__À PARTIR DU TEXTE__.
**A.** Pour chaque affirmation, indiquez si l'article sur les allocations professionnelles des pharmaciens la confirme (oui ou non) et citez les mots du texte qui tranchent. (i) L'entente de juin prévoit des coupes d'honoraires de 133 millions par année pendant cinq ans. (ii) Au Québec, le plafond des allocations professionnelles est gelé à 15 % depuis 2012. (iii) Le GPIM représente de grandes multinationales pharmaceutiques.
**B.** Prolongez l'article sur les allocations professionnelles des pharmaciens à partir de sa dernière phrase.

__PASSAGE EXTRAIT__.
= = = =

Le Groupement provincial de l'industrie du médicament (GPIM) craint que le déplafonnement des allocations professionnelles des pharmaciens, qui pourrait entrer en vigueur dès le mois de février, « n'ouvre la porte à des problèmes de conflits d'intérêts ». De son côté, l'Ordre des pharmaciens du Québec affirme « se questionner » à ce sujet et tiendra une rencontre aujourd'hui pour éclaircir la question.

En juin, le gouvernement a signé une entente avec les pharmaciens qui prévoit des coupes d'honoraires de 133 millions par année pendant trois ans. Pour permettre aux pharmaciens d'absorber ces coupes, Québec a annoncé le déplafonnement sur trois ans de leurs allocations professionnelles.

Aussi appelées « ristournes », ces allocations sont des sommes ou des avantages accordés par des fabricants de médicaments génériques aux pharmaciens. Ces sommes doivent être dépensées dans les pharmacies. Depuis 2012, le plafond des allocations professionnelles des pharmaciens est gelé à 15 % au Québec.

Pierre Morin, président du GPIM, qui représente des PME fabricantes de médicaments génériques au Québec, croit que le déplafonnement représente un risque pour l'industrie. « Déjà, on voit des compagnies parler d'allocations atteignant 50 %, voire 60 %. Les PME ne pourront absorber de tels montants », dit-il.

= = = =

__JEU DE DONNÉES__.

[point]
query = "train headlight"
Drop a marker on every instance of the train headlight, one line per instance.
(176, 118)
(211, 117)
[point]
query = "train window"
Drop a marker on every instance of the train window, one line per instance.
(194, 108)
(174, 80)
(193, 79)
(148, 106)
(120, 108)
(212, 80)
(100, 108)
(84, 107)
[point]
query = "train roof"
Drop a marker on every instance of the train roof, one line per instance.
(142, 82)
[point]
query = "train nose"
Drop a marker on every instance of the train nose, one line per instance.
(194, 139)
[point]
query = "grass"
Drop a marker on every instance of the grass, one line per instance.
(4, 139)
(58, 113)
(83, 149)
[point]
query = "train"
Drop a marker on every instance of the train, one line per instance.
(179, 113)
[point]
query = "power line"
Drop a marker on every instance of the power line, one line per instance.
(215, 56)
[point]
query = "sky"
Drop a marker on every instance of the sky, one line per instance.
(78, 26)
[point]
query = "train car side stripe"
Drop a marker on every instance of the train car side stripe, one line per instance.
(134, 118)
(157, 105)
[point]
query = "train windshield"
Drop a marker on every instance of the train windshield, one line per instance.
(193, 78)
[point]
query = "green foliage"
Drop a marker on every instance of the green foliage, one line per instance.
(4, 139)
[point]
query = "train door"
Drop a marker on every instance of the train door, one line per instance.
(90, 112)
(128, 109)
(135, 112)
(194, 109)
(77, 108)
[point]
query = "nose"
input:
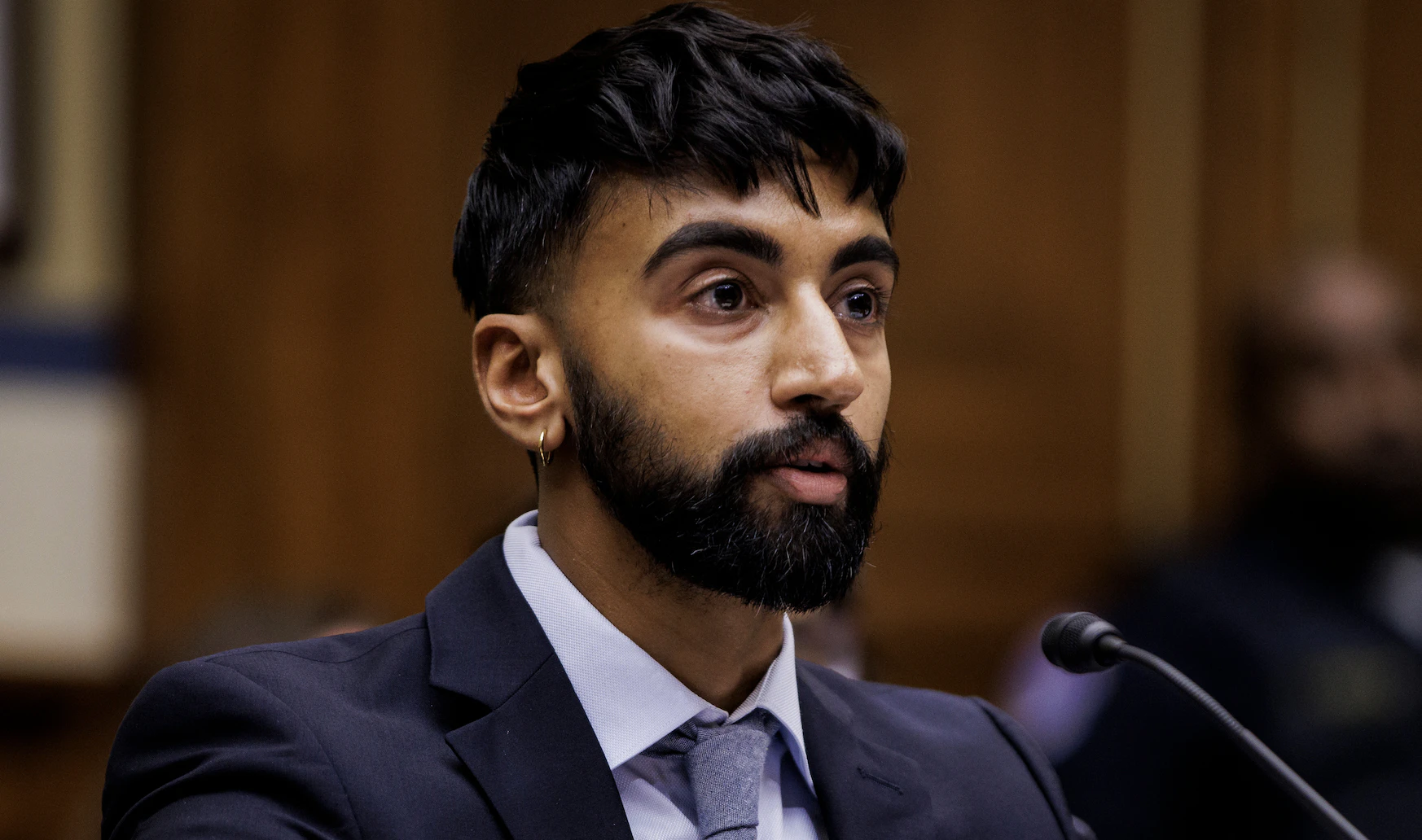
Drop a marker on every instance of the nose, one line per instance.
(815, 369)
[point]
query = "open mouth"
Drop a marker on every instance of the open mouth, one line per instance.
(815, 475)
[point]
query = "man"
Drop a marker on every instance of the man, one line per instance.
(677, 253)
(1306, 620)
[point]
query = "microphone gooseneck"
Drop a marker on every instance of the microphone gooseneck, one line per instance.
(1082, 643)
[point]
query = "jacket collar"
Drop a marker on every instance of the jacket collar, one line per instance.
(863, 790)
(533, 754)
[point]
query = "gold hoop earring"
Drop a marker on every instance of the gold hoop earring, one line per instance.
(545, 457)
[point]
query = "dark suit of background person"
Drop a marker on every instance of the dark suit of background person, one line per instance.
(459, 722)
(1306, 619)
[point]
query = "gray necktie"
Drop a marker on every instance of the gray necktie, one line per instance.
(726, 765)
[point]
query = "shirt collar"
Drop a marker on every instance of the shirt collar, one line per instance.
(630, 700)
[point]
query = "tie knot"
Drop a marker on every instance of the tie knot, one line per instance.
(724, 765)
(755, 727)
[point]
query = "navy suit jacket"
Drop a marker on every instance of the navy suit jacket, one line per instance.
(459, 722)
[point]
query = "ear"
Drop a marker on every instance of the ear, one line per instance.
(520, 370)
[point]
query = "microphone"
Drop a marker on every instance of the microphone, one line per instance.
(1082, 643)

= = = =

__RÉSULTATS__.
**A.**
(i) Non : « des coupes d'honoraires de 133 millions par année pendant trois ans ».
(ii) Oui : « Depuis 2012, le plafond des allocations professionnelles des pharmaciens est gelé à 15 % au Québec ».
(iii) Non : « qui représente des PME fabricantes de médicaments génériques au Québec ».

**B.**
Hier, l'Association canadienne du médicament générique a également publié une étude qui s'inquiète de l'impact du déplafonnement des allocations sur la rentabilité des fabricants de médicaments génériques.

Problèmes éthiques

M. Morin croit également que le déplafonnement soulève « de nombreuses questions éthiques ». En effet, depuis l'été dernier, les pharmaciens peuvent faire de nouveaux actes, comme renouveler des ordonnances et prescrire des médicaments pour des conditions mineures.

« Les pharmaciens seront portés à prescrire les molécules qui leur rapportent le plus de ristournes. Je suis abasourdi que personne ne se soit posé la question avant », dit-il.

Le conseil d'administration de l'Ordre des pharmaciens se réunira aujourd'hui à ce sujet et n'a pas voulu commenter la question, hier.

Jean Bourcier, directeur général de l'Association québécoise des pharmaciens propriétaires, croit que ces craintes ne sont pas fondées. « Huit provinces ont levé leur plafond d'allocations professionnelles et les fabricants de médicaments génériques y sont toujours », note-t-il.

M. Bourcier ajoute que les nouveaux actes que peuvent faire les pharmaciens sont « encadrés par le code de déontologie de la profession ». « Le gouvernement possède aussi un registre de toutes les allocations. C'est plus encadré que nulle part au Canada », note M. Bourcier.

Il ajoute que parmi les nouveaux actes, les pharmaciens peuvent renouveler une ordonnance. « Mais celle-ci est déjà existante. On ne peut pas la changer », dit-il. Les pharmaciens peuvent aussi prescrire des médicaments pour certaines conditions mineures. « Mais souvent, il n'y a pas de médicaments génériques pour ça », précise-t-il.